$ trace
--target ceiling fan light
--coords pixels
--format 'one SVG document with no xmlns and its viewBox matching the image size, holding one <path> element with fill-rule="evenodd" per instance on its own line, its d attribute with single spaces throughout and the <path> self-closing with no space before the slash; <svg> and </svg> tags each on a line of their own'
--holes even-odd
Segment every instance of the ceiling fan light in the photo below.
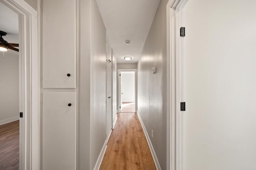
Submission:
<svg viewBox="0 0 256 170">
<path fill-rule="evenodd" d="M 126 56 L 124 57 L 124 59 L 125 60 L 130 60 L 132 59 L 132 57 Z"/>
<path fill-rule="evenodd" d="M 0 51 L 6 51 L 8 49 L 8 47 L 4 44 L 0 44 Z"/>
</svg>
═══
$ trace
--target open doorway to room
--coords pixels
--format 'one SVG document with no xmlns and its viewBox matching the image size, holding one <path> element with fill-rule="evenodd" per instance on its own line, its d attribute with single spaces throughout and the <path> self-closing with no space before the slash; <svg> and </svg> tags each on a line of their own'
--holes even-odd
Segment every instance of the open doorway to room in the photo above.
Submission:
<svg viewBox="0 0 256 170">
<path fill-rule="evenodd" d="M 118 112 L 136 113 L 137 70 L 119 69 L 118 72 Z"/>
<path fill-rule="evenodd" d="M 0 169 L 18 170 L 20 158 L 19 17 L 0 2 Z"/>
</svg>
═══
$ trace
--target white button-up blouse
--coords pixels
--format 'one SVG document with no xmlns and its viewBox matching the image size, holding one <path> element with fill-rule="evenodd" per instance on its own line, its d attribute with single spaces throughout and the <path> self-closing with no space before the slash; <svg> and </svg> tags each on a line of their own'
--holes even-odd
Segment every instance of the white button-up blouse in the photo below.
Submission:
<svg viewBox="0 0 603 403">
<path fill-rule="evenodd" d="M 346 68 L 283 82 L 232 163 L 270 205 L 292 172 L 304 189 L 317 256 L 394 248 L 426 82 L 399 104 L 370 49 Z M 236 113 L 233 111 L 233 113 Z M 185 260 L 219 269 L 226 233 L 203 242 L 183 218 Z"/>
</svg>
═══
List each line of the items above that contains the string "fill". Treat uppercase and lowercase letters as different.

--format 'one SVG document with no xmlns and its viewBox matching the image size, holding one <path> element with fill-rule="evenodd" per instance on its own line, its d attribute with single spaces throughout and the <path> self-closing with no space before the slash; <svg> and </svg> tags each on a line of their own'
<path fill-rule="evenodd" d="M 126 56 L 124 57 L 124 59 L 125 60 L 130 60 L 132 59 L 132 57 Z"/>
<path fill-rule="evenodd" d="M 0 51 L 6 51 L 8 49 L 8 47 L 4 44 L 0 44 Z"/>
--format 'one SVG document with no xmlns and its viewBox matching the image size, holding one <path> element with fill-rule="evenodd" per instance on its own line, its d attribute with single spaces throughout and the <path> self-closing with no space before the slash; <svg> and </svg> tags each on a line of their own'
<path fill-rule="evenodd" d="M 118 112 L 136 113 L 137 70 L 119 69 L 118 72 Z"/>
<path fill-rule="evenodd" d="M 0 169 L 18 170 L 20 158 L 19 17 L 0 2 Z"/>
--format 'one SVG document with no xmlns and its viewBox matching the image size, holding one <path> element with fill-rule="evenodd" per instance on its own line, its d attribute with single spaces throughout and the <path> self-closing with no space before the slash; <svg> and </svg> tags each on a line of their own'
<path fill-rule="evenodd" d="M 346 68 L 283 82 L 232 163 L 270 205 L 292 172 L 304 189 L 317 256 L 394 248 L 426 82 L 399 104 L 370 49 Z M 236 113 L 233 111 L 233 113 Z M 185 260 L 219 269 L 226 233 L 203 242 L 183 218 Z"/>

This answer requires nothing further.